### Given exercise
Pictures do not belong in the copy; transcribe everything else in the records exactly.

### Data entries

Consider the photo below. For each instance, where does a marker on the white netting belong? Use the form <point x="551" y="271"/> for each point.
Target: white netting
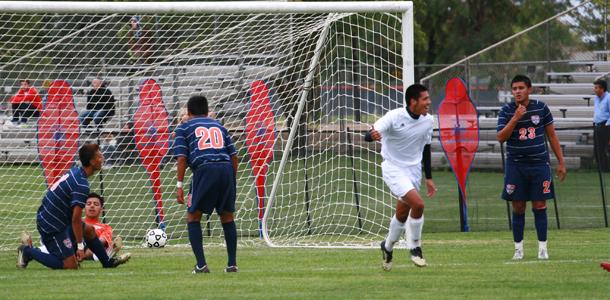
<point x="330" y="192"/>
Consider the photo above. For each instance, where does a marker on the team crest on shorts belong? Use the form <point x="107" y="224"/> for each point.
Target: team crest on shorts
<point x="535" y="119"/>
<point x="510" y="188"/>
<point x="68" y="243"/>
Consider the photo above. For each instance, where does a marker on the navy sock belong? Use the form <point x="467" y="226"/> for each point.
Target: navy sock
<point x="98" y="249"/>
<point x="196" y="239"/>
<point x="518" y="226"/>
<point x="541" y="221"/>
<point x="46" y="259"/>
<point x="230" y="231"/>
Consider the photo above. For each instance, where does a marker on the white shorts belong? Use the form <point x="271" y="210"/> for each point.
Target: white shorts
<point x="401" y="180"/>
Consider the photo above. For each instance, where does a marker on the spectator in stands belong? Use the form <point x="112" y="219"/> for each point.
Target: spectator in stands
<point x="601" y="122"/>
<point x="139" y="41"/>
<point x="26" y="103"/>
<point x="125" y="145"/>
<point x="100" y="104"/>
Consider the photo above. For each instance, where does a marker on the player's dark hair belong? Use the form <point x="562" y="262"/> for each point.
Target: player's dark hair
<point x="86" y="153"/>
<point x="601" y="83"/>
<point x="522" y="78"/>
<point x="197" y="105"/>
<point x="99" y="197"/>
<point x="413" y="92"/>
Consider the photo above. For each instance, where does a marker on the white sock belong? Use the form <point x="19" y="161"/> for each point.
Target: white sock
<point x="396" y="230"/>
<point x="415" y="229"/>
<point x="541" y="245"/>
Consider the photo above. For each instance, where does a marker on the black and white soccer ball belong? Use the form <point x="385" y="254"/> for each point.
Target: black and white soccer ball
<point x="156" y="238"/>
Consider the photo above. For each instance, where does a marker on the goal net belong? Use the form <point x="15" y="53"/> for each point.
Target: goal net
<point x="296" y="84"/>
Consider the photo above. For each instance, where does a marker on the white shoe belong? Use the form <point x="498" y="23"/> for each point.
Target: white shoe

### Task result
Consider the photo below. For each instance, where does a marker on the white netting belong? Use the form <point x="551" y="271"/> for each point.
Target: white netting
<point x="330" y="192"/>
Consider the photo above. For each instance, where does a marker on the team crest on shorts belong? Use the form <point x="107" y="224"/> for each point.
Target: team crest on shorts
<point x="535" y="119"/>
<point x="510" y="188"/>
<point x="68" y="243"/>
Consider the photo above. For each instance, where does a marker on the navy sock belong? Use the form <point x="467" y="226"/> for each point.
Target: navy sock
<point x="98" y="249"/>
<point x="196" y="239"/>
<point x="518" y="226"/>
<point x="541" y="221"/>
<point x="46" y="259"/>
<point x="230" y="231"/>
Consider the photo above. For each instance, where does a marker on the white shorts belong? Use the form <point x="271" y="210"/> for each point.
Target: white shorts
<point x="401" y="180"/>
Consider the photo above. For each instance, where does a marker on the spectator in stands belong? Use the form <point x="112" y="219"/> for each point.
Target: spectator in stands
<point x="601" y="122"/>
<point x="139" y="41"/>
<point x="26" y="103"/>
<point x="125" y="145"/>
<point x="100" y="104"/>
Consider the photo above. For each instance, where does a marker on the player's dark hair belong? Use the form <point x="562" y="262"/> for each point.
Target: player's dark hair
<point x="86" y="153"/>
<point x="601" y="83"/>
<point x="522" y="78"/>
<point x="197" y="105"/>
<point x="99" y="197"/>
<point x="413" y="92"/>
Consider the photo above. For each instance, where does a marker on the white sock belong? Use the form <point x="19" y="161"/> for each point.
Target: white sock
<point x="396" y="230"/>
<point x="415" y="229"/>
<point x="541" y="245"/>
Consider the photo above. For each instance, where does a marker on the black and white soccer ball belong? Use the form <point x="385" y="254"/> for each point.
Target: black and white soccer ball
<point x="156" y="238"/>
Consider the photo above. For each instance, where does a marker on the goal net belong? Use the form <point x="15" y="53"/> for each point.
Target: goal net
<point x="296" y="84"/>
Consider the photo above. For each instance, where does a marker on the white shoe belong? Use the form <point x="498" y="23"/> for each point.
Target: white shoe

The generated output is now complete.